_Supplied passage_
§ §

Jacque and Stevenson1 examined the ability of HIV-1 to infect cells in which individual nuclear-envelope-associated proteins had been selectively depleted using a method called RNA interference (RNAi). This technique selectively targets messenger RNAs for degradation, stopping production of the encoded protein. The authors shrewdly studied the roles of the nuclear-envelope proteins in primary macrophages, one of the immune cell types infected by HIV. These cells do not divide, so this strategy bypassed the lethal effects of loss of BAF, and sidestepped potential cell-division roles of the other nuclear-envelope proteins tested.
Depletion of either emerin or BAF severely impaired HIV-1 replication in infected macrophages. Notably, expression of these proteins using RNAi-resistant mRNAs restored replication, supporting the conclusion that the defect was the direct consequence of depleting each protein. The emerin-depleted cells were fully susceptible to infection with a different retrovirus (MLV), further indicating that the replication defect is specific to HIV-1 and not due to a widespread disruption of the normal cell physiology. Replication of MLV required BAF and LAP2a, but not emerin1,8. So it would seem that, although both retroviruses recruit BAF, each virus also enlists different LEM-domain proteins.
What is the viral replication defect in cells depleted of either emerin or BAF? In these cells, viral DNA was synthesized at normal levels but failed to integrate into the cellular genome. Biochemical subcellular fractionation experiments indicated that depletion of emerin or BAF did not prevent the viral DNA from entering the nucleus, but that the viral DNA became associated with different nuclear fractions from normal. In control macrophages, most of the viral DNA was associated with the soluble chromatin fraction, whereas in cells depleted of BAF or emerin it was mainly in the insoluble nuclear-matrix fraction. The identical infectivity defects caused by depletion of either emerin or BAF suggest that these proteins have a cooperative role in HIV-1 infection, consistent with the known interaction between BAF and the LEM domain of emerin.

§ §

_Supplied records_
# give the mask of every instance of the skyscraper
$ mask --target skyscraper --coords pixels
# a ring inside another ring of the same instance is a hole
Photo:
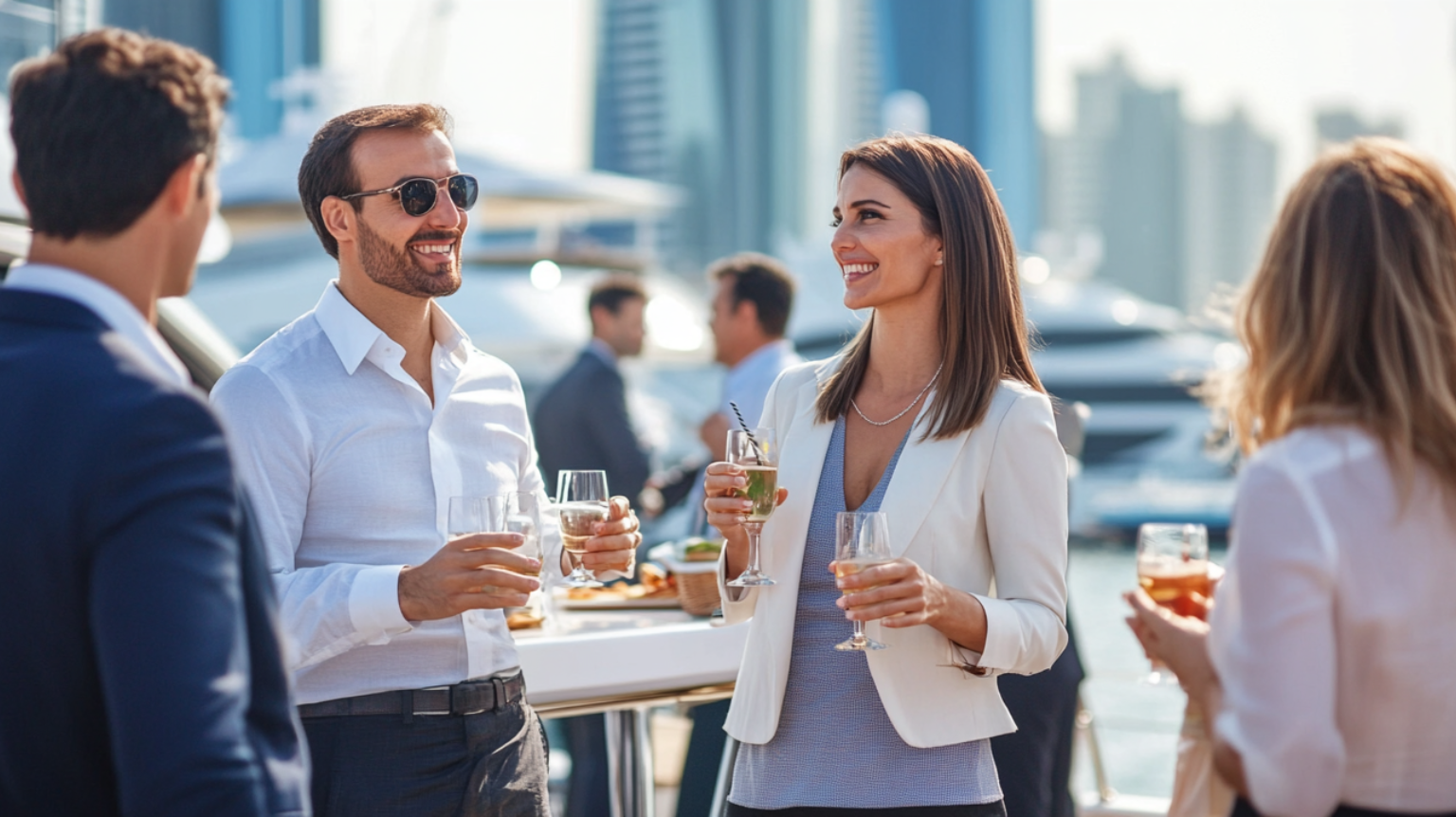
[[[1032,12],[1031,0],[878,0],[885,92],[919,93],[927,133],[976,154],[1022,246],[1041,216]]]
[[[319,0],[106,0],[105,22],[211,57],[233,83],[229,115],[243,138],[278,133],[275,83],[319,64]]]
[[[773,250],[801,211],[810,0],[603,0],[594,165],[678,185],[665,258]]]
[[[1405,128],[1399,119],[1373,122],[1348,108],[1324,108],[1315,114],[1315,153],[1363,135],[1404,138]]]
[[[839,154],[913,90],[1037,229],[1031,0],[601,0],[594,165],[678,185],[680,271],[818,242]]]

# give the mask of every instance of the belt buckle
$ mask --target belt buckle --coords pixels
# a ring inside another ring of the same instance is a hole
[[[489,692],[488,692],[489,690]],[[453,715],[479,715],[495,709],[495,689],[483,683],[459,683],[450,687],[450,712]]]
[[[453,703],[454,703],[454,689],[451,689],[448,686],[446,686],[446,687],[438,687],[437,686],[437,687],[427,687],[427,689],[422,689],[419,692],[430,692],[430,690],[437,690],[437,689],[444,690],[447,693],[446,695],[446,698],[447,698],[446,708],[444,709],[415,709],[415,706],[414,706],[415,695],[411,693],[409,703],[411,703],[411,709],[414,711],[415,715],[448,715],[451,712]]]

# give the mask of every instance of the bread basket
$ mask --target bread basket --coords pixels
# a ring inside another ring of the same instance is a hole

§ §

_Instructions_
• a. Translate this sentence from the passage on HIV-1 and nuclear-envelope proteins into Spanish: "In these cells, viral DNA was synthesized at normal levels but failed to integrate into the cellular genome."
• b. Please continue the passage on HIV-1 and nuclear-envelope proteins, writing what comes after its last sentence.
The items are separate material, apart from the passage on HIV-1 and nuclear-envelope proteins.

_Your responses_
• a. En estas células, el ADN viral se sintetizó a niveles normales, pero no logró integrarse en el genoma celular.

• b.
The mechanism by which emerin and BAF facilitate the proper nuclear localization of the HIV-1 PICs remains unknown. The association of emerin with the PIC depends on BAF, which probably interacts with the viral DNA. But how does emerin then influence the association of the HIV-1 PIC with the host chromatin? It may be that the work required to answer this question will also uncover other features of nuclear architecture. Although the organization of chromatin has been extensively studied at the level of the nucleosome (the smallest unit of DNA packaging), the global organization of chromatin within the nucleus is not well understood. However, the nucleus is clearly both highly compartmentalized and dynamic, and chromatin is intimately associated with the nuclear envelope. Perhaps we should not be surprised that there is more to accessing chromatin than simply crossing the nuclear envelope.